### MATERIAL FOR THE TASK
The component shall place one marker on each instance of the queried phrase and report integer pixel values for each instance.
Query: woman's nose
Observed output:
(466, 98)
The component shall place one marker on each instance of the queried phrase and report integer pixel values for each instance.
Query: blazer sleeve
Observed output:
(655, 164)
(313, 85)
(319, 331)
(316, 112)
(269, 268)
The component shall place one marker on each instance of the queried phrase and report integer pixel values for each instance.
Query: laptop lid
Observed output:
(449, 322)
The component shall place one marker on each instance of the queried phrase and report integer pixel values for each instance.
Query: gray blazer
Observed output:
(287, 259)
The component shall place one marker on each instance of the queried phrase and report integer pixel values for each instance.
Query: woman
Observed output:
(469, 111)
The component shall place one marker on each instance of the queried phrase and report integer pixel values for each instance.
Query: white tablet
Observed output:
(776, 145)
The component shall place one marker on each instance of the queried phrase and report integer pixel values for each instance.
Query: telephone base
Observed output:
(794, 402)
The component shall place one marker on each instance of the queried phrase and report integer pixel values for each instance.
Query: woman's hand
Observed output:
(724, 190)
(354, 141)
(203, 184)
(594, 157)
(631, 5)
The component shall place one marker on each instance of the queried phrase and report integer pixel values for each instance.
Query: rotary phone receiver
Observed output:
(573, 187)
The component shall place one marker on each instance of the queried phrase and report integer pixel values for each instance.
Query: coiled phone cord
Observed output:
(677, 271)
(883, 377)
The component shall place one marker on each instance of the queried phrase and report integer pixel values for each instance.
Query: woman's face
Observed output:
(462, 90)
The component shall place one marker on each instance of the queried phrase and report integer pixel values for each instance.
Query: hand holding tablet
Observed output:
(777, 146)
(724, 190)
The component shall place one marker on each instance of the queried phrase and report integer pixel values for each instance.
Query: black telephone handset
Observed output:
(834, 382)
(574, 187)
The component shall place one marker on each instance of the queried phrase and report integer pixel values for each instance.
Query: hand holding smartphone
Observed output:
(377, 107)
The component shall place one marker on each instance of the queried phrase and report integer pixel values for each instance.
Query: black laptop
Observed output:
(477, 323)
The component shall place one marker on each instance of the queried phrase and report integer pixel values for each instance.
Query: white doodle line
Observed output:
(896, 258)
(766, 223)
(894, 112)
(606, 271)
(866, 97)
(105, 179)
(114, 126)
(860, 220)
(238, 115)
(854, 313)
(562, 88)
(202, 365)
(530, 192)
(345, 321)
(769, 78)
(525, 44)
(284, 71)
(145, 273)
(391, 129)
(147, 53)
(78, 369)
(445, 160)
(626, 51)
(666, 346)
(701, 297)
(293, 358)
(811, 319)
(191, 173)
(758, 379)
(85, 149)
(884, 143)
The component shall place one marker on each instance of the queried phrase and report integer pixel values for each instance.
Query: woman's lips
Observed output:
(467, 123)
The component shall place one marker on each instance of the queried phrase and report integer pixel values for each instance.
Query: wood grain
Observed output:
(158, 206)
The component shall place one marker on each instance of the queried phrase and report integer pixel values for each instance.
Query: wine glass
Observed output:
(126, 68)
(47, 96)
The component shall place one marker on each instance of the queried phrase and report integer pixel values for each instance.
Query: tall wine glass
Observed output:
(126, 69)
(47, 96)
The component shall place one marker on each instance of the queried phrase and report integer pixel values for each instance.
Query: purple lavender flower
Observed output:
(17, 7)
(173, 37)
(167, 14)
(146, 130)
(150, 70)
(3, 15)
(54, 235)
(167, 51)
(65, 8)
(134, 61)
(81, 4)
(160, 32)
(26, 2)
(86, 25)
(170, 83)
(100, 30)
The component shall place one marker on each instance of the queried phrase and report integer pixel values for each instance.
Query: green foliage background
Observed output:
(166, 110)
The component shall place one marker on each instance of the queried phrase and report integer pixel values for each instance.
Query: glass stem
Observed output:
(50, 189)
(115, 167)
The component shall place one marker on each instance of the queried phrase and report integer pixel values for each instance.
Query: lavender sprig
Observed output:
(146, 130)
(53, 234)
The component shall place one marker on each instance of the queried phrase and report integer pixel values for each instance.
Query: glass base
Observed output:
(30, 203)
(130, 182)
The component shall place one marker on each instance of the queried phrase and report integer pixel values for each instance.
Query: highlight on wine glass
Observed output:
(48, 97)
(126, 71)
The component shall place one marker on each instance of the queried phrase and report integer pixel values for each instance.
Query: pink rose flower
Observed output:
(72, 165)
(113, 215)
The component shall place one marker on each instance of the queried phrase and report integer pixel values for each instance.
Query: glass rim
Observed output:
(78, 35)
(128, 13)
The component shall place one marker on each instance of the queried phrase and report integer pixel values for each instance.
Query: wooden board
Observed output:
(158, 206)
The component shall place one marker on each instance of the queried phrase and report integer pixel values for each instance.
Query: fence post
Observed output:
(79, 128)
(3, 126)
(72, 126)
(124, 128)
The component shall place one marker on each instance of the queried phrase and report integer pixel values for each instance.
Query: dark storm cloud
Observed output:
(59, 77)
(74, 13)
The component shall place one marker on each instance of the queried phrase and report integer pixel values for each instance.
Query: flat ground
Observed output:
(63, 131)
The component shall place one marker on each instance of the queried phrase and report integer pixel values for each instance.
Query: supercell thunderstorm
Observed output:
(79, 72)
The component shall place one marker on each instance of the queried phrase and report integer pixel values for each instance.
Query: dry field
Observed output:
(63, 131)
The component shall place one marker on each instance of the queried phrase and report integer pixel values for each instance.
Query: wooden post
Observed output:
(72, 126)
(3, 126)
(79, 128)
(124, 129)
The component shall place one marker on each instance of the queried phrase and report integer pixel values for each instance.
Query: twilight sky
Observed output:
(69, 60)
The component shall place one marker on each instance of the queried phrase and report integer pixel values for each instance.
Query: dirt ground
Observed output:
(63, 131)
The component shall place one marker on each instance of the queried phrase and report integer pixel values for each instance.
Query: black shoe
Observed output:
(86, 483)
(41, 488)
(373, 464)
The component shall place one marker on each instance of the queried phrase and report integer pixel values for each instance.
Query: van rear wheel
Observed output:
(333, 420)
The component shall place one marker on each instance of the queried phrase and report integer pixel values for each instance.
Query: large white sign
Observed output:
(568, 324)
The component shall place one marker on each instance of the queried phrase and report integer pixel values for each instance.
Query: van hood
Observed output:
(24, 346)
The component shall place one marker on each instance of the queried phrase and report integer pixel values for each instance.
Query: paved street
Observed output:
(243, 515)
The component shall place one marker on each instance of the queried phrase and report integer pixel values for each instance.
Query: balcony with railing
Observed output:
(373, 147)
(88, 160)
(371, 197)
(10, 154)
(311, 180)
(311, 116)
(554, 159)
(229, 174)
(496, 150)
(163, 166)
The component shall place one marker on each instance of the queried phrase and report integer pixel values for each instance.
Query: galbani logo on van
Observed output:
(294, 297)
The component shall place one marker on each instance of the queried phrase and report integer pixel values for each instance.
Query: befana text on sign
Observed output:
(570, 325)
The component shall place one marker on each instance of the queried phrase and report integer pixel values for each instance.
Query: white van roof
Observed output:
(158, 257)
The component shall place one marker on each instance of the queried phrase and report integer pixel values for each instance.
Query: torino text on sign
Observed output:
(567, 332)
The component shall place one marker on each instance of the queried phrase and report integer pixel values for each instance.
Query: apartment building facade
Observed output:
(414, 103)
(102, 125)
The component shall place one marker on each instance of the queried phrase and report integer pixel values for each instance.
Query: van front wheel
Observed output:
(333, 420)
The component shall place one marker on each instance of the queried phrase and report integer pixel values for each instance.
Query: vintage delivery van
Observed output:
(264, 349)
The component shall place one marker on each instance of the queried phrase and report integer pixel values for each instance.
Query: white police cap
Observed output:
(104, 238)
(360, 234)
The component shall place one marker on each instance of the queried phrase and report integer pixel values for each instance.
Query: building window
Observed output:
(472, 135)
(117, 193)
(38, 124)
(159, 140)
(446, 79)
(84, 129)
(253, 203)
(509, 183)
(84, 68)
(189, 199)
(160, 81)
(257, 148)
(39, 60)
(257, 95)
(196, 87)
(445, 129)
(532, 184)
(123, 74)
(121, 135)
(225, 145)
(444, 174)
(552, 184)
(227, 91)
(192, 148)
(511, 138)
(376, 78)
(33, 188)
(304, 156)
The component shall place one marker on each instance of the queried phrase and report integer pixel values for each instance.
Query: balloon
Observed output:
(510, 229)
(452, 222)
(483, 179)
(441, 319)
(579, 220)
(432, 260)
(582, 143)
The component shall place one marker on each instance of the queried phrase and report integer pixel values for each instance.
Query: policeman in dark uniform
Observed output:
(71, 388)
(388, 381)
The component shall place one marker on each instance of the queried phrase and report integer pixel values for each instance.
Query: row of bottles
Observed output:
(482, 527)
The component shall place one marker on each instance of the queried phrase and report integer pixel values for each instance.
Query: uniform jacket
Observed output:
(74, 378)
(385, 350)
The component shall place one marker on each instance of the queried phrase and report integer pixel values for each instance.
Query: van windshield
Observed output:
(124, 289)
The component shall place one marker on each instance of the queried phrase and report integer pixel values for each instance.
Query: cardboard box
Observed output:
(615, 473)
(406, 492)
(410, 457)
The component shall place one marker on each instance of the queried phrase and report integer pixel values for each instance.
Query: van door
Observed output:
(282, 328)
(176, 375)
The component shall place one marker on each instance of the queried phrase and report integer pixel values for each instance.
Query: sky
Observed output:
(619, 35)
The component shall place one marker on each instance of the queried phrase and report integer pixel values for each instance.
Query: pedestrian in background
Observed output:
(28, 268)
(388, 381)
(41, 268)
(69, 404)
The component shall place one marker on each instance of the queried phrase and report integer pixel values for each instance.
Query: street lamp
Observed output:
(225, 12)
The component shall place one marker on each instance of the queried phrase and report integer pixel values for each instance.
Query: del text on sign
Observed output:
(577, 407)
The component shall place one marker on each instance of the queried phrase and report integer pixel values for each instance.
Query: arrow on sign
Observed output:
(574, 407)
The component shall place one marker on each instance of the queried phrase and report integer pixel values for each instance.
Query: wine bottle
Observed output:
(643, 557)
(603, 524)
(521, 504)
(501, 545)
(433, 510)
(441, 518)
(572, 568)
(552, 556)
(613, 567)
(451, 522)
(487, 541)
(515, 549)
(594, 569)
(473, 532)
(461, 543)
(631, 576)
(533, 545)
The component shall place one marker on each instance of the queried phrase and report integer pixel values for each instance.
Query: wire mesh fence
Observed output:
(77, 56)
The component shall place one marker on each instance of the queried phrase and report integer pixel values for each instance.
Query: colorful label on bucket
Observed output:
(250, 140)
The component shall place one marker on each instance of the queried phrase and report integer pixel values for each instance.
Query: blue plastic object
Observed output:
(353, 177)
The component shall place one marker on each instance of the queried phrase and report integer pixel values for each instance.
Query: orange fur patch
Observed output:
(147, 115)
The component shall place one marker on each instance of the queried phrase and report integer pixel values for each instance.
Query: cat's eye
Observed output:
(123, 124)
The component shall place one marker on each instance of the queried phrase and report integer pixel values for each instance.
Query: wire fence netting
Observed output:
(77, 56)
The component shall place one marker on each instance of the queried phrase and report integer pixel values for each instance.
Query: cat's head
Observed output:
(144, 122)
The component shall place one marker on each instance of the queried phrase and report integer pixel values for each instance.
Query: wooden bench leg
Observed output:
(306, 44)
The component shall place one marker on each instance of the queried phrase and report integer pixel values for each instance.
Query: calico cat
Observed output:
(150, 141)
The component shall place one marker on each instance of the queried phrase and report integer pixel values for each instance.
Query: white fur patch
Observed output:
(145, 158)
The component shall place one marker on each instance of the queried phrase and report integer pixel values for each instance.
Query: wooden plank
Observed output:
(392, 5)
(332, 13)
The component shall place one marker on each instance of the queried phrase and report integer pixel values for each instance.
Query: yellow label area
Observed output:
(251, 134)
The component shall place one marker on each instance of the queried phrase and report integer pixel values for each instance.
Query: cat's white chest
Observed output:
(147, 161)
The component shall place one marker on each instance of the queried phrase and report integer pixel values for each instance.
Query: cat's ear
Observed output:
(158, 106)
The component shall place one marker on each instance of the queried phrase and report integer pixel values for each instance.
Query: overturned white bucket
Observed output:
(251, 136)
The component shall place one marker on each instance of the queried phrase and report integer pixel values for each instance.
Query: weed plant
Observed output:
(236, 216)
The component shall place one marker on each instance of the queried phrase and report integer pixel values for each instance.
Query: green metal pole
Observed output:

### REQUEST
From the data above, extract every line that contains the word "wooden", treating uppercase and lowercase letters as different.

### TASK SOLUTION
Query: wooden board
Query: wooden post
Query: wooden bench leg
Query: wooden plank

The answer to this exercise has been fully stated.